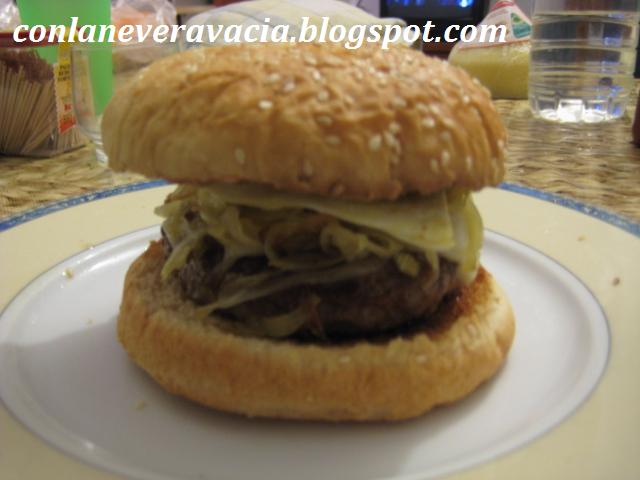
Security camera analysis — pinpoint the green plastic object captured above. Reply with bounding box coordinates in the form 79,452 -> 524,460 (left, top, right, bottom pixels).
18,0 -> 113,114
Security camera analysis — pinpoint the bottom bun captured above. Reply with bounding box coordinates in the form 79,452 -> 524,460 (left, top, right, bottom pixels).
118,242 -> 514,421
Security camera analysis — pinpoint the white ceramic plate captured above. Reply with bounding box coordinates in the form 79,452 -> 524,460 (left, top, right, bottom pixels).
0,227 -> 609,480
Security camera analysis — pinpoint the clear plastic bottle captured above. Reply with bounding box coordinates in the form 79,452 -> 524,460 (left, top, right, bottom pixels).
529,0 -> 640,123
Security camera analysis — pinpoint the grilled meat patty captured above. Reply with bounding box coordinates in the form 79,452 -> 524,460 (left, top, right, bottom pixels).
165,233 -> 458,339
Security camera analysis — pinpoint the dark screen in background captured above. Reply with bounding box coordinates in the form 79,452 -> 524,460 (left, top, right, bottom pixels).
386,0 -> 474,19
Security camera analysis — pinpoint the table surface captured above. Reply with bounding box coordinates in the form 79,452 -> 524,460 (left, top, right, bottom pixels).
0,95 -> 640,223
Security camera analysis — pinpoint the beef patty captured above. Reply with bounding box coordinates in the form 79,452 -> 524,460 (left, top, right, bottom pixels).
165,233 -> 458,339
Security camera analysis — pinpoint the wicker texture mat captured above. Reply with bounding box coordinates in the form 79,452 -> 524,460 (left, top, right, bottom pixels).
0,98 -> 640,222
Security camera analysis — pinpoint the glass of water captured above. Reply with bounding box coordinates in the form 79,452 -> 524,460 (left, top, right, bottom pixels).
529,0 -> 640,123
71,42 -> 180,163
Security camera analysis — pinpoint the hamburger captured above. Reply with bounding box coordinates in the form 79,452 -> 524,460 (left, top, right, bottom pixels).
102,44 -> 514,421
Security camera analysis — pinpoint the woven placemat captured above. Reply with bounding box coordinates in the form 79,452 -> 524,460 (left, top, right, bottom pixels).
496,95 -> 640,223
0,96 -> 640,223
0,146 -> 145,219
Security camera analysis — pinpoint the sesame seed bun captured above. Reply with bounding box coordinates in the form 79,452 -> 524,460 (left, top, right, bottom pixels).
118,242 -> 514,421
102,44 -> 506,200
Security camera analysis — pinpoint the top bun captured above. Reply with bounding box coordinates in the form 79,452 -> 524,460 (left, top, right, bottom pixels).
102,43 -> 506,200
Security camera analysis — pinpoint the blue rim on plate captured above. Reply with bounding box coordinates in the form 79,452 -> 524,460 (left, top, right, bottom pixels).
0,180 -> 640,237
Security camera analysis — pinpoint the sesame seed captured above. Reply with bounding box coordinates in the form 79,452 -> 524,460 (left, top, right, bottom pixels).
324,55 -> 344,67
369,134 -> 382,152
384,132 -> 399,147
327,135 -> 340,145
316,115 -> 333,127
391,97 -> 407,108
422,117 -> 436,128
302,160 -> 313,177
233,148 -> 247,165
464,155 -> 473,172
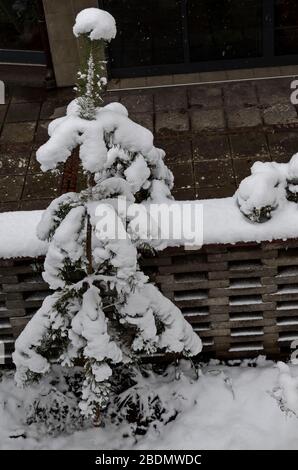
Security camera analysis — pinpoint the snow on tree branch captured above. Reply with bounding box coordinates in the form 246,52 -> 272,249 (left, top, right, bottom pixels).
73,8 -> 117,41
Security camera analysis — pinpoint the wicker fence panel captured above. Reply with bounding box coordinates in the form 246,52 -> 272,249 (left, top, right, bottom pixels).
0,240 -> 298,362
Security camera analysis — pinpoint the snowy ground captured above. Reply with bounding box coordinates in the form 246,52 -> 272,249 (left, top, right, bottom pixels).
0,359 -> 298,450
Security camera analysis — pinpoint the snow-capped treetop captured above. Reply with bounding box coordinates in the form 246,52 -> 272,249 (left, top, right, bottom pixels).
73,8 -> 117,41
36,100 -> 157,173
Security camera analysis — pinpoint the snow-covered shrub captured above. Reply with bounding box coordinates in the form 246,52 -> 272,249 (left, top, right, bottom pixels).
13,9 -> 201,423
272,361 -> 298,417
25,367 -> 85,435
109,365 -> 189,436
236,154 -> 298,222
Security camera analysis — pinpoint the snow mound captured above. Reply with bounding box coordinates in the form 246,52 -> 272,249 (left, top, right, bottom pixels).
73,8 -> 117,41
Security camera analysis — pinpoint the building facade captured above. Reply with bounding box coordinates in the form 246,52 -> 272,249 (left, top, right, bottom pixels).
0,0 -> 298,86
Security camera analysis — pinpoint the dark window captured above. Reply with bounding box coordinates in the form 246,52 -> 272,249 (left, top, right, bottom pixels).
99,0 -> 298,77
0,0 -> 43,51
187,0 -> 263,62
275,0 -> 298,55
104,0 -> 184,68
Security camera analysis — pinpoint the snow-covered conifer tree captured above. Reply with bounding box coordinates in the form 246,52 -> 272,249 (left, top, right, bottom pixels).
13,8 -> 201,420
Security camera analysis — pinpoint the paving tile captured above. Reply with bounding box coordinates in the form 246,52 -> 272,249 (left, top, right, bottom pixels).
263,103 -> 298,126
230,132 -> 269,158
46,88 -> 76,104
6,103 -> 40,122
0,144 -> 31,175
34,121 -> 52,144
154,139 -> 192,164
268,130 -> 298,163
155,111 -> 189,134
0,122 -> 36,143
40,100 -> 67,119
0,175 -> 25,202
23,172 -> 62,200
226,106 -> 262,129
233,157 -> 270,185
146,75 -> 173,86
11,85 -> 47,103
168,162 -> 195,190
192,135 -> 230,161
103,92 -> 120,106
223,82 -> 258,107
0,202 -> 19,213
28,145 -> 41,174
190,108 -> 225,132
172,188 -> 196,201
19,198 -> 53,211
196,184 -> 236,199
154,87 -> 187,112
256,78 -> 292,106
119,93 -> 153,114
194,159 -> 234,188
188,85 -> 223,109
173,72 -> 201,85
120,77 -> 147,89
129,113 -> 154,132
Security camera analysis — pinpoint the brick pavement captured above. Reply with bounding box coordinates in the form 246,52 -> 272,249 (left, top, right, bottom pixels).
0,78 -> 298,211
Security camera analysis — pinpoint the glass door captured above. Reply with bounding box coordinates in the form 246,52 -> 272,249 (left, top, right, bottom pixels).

* * *

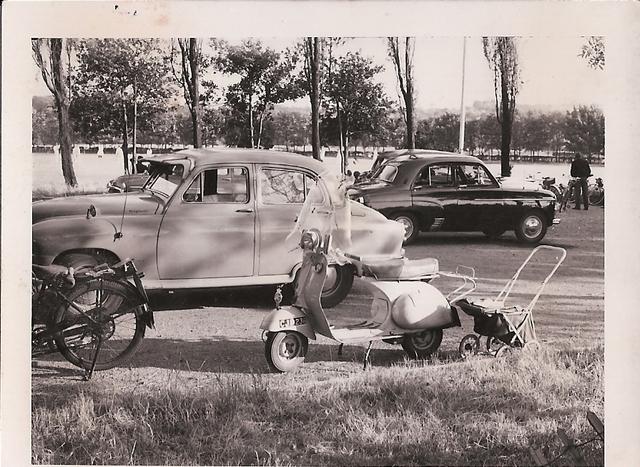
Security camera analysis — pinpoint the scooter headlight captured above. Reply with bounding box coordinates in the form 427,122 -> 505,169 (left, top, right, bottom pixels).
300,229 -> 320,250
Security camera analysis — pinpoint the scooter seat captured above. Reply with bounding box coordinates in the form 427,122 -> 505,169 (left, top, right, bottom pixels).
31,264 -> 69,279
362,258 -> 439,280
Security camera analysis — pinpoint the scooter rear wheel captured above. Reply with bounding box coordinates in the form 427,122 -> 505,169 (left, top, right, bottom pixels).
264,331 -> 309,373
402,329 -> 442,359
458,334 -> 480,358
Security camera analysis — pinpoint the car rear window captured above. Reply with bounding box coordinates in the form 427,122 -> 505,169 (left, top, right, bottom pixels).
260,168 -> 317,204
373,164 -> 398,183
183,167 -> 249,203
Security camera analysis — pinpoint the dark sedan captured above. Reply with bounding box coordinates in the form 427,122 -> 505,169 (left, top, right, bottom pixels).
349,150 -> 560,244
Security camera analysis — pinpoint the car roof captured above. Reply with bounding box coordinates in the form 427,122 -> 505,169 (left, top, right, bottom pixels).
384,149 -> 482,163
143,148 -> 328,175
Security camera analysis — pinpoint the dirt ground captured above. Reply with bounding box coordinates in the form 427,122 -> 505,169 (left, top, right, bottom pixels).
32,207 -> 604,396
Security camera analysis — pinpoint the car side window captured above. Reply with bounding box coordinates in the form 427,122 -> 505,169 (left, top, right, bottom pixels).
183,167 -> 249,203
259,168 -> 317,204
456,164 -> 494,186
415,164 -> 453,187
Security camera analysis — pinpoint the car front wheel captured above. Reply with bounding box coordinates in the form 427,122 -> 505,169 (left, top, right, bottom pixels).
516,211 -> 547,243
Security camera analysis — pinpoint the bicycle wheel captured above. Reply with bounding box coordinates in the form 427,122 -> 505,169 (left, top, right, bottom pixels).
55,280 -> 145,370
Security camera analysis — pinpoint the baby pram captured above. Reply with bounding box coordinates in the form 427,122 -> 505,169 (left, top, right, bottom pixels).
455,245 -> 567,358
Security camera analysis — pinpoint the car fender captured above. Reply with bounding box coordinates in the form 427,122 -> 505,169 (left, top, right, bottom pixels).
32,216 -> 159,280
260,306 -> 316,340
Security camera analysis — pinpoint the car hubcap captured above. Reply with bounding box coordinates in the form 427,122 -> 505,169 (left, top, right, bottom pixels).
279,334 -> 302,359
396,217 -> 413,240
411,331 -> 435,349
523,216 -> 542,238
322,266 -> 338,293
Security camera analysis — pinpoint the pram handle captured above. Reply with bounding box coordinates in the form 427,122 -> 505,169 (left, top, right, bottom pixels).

* * *

◆ **What the exercise asks**: Rewrite everything from the line containing "Security camera analysis — pinpoint the bicycle" down to the line containing "455,245 -> 567,358", putting "baby stroller" in place of "baby pram" and keeping all else unchanged.

◆ **Complete output**:
Security camera analysis — pinpoint the bicycle wheel captured above. Reply with bounding box coordinates in the form 427,122 -> 505,169 (left, top, right, bottom pixels).
55,280 -> 145,370
Security camera analysis — pinpoint the baby stroller captured above. Reply with bounding box coordinates in the form 427,122 -> 505,169 (left, top, right, bottom pixels).
455,245 -> 567,358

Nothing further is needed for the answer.